Could you give back only the lines from the one containing "pixel 62 233." through the one containing "pixel 586 700", inclusive, switching every "Target" to "Label" and leaving all else unchanged?

--- Records for the task ---

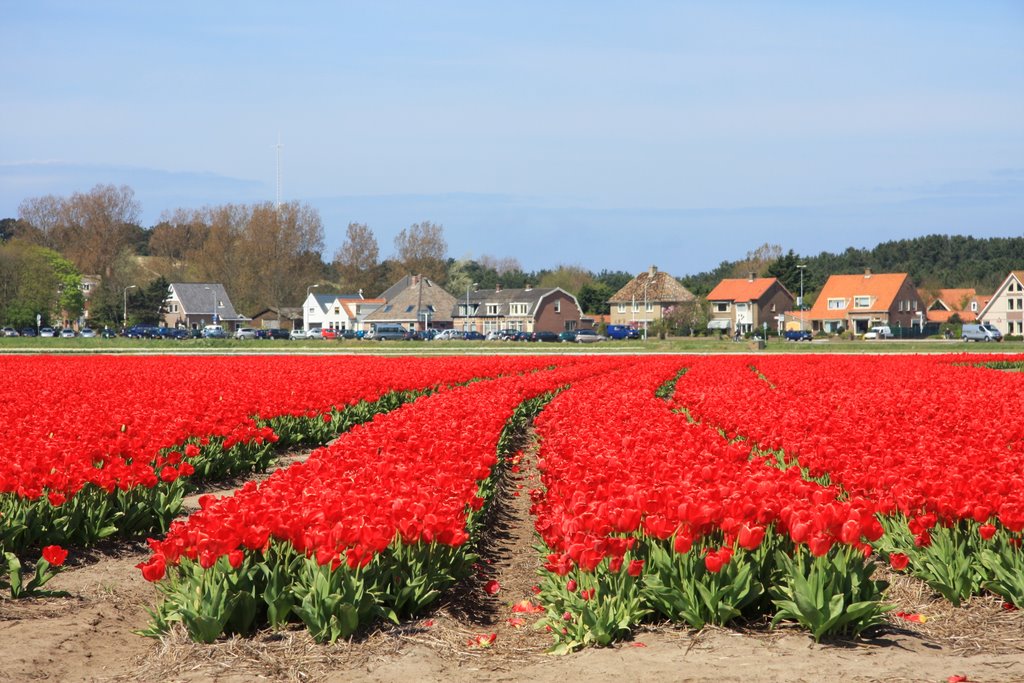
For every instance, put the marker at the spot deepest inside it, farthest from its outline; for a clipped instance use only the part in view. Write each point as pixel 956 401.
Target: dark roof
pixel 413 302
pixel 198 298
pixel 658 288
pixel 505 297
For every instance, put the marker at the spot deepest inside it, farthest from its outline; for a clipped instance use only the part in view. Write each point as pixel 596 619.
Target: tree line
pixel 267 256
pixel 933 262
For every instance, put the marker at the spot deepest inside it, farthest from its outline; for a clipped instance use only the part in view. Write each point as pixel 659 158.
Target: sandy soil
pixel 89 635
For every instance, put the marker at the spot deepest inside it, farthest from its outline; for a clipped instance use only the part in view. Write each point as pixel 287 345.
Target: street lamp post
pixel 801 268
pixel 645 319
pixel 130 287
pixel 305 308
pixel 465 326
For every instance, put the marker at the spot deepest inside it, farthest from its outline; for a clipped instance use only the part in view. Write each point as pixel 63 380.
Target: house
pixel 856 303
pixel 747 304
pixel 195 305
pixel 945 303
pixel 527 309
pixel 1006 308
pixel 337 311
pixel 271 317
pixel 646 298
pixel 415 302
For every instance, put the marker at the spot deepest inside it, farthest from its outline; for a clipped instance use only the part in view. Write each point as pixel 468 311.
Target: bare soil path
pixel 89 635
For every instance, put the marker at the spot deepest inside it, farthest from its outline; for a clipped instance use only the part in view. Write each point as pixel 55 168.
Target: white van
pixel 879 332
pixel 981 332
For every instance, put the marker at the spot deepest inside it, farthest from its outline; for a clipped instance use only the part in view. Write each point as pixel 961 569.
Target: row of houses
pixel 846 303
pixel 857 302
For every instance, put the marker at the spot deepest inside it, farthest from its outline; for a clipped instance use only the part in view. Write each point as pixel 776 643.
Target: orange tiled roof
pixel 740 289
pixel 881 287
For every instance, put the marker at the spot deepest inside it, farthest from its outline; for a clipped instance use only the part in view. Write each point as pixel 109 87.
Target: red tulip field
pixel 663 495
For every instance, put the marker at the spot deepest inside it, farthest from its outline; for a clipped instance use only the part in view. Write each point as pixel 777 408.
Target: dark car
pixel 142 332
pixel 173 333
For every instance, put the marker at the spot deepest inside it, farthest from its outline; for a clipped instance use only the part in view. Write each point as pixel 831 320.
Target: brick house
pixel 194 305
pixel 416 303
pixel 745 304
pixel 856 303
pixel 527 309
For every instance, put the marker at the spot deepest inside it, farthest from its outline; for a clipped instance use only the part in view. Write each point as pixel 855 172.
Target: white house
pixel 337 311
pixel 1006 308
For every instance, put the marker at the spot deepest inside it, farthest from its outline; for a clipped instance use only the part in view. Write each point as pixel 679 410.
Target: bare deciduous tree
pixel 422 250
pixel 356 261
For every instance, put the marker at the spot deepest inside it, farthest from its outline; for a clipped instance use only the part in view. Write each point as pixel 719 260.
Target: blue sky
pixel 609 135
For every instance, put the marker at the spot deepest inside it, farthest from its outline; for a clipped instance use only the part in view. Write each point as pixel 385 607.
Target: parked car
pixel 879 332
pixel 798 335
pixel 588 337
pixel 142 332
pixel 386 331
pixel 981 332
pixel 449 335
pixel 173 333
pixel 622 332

---
--- Records for the task ---

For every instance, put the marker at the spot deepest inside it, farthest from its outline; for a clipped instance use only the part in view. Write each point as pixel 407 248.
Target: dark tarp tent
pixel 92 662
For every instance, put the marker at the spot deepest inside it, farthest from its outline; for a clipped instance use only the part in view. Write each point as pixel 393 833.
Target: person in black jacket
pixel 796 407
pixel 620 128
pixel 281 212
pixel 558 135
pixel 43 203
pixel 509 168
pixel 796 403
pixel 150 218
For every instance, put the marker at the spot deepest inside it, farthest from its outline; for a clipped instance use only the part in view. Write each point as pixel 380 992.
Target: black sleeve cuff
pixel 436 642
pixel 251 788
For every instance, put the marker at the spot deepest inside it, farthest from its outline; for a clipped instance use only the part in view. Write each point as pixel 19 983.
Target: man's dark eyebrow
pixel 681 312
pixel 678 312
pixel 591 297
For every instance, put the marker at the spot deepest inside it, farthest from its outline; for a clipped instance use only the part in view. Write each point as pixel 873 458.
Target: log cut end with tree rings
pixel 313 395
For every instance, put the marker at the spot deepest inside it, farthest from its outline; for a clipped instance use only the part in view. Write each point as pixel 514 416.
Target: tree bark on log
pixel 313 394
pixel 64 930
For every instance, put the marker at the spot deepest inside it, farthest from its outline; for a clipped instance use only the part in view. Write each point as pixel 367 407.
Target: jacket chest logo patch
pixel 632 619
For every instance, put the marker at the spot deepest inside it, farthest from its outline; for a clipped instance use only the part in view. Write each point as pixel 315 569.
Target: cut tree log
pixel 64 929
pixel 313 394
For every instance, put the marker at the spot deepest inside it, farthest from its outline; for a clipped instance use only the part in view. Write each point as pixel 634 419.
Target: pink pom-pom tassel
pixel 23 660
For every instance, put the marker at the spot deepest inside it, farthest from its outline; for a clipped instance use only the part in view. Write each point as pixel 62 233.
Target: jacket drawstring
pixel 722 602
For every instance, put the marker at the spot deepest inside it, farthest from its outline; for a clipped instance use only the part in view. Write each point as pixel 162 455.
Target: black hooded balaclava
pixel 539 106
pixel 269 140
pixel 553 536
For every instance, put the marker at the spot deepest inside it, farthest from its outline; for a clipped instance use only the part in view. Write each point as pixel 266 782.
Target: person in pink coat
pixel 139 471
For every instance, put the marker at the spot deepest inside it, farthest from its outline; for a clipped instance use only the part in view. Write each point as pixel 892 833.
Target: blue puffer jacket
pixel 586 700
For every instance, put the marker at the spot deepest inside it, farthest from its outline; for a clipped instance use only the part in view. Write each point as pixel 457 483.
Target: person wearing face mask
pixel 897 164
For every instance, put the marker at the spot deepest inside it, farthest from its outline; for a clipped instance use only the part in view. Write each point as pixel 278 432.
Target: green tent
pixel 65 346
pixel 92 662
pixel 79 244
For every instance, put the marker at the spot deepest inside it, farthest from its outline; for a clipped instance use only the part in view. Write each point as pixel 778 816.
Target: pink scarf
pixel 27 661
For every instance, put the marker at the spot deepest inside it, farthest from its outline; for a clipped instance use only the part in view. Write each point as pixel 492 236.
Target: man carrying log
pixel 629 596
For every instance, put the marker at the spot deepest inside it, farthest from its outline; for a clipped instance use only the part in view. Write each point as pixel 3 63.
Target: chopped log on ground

---
--- Records for the task ---

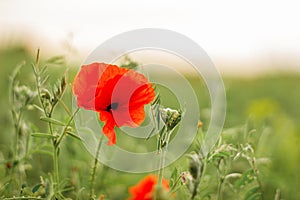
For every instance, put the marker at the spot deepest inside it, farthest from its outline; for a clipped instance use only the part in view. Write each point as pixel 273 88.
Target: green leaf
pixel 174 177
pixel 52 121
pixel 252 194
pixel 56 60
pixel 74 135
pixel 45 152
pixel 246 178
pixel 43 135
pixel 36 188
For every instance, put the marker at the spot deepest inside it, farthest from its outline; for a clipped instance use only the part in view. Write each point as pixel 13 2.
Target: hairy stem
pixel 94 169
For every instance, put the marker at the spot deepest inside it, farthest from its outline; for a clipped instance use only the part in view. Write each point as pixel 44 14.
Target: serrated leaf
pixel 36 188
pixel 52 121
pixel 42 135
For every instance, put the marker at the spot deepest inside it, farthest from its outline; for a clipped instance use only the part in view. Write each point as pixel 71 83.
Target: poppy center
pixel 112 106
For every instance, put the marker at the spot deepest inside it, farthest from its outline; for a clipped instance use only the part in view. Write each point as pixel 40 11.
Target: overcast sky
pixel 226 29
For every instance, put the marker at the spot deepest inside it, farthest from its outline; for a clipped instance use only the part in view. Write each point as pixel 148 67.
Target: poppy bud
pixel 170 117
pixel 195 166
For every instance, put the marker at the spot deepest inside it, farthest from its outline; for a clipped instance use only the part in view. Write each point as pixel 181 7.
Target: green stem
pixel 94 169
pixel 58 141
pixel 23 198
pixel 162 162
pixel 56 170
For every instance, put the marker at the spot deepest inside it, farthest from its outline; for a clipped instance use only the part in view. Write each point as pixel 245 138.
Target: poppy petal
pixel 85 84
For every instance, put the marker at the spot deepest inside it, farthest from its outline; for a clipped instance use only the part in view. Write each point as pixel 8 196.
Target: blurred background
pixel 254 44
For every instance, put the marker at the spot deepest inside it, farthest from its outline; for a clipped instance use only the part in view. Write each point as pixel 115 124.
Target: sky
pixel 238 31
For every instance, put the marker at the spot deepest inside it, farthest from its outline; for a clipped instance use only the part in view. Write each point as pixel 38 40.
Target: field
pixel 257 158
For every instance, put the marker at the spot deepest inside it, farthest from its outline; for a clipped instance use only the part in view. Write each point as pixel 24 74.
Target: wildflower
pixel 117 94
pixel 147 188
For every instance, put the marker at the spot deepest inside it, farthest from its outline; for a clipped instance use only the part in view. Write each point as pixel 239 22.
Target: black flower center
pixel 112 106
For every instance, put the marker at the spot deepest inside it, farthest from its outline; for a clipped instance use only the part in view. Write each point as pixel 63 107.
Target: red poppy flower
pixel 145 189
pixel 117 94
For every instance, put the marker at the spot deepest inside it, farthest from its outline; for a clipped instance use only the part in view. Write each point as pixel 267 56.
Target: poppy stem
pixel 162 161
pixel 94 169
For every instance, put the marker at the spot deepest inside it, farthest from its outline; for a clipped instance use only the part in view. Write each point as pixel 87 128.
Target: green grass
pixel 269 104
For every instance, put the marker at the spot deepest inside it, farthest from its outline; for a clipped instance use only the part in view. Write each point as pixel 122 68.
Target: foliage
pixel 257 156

---

- Full answer -
For every instance, put the marker at the spot deepest inside it, farthest from its outline; for a clipped instance use only the part in view. Write each point as pixel 62 233.
Label: jacket drawstring
pixel 722 602
For every instance, put the marker at the spot deepest inside it, farthest from its outline; for a clipped instance use only the part in view. Write each point as pixel 162 455.
Label: black hooded balaclava
pixel 539 106
pixel 269 140
pixel 553 536
For every instance, put the marker at the spot deepest inside it, farthest from its outline; for a clipped instance use only the part in view. Write each point as pixel 266 782.
Label: person in pink coat
pixel 139 471
For every instance, put the marker at the spot deepest inside it, farthest from its outline; for a clipped instance use only the part in view. Write each point as pixel 892 833.
Label: blue puffer jacket
pixel 586 700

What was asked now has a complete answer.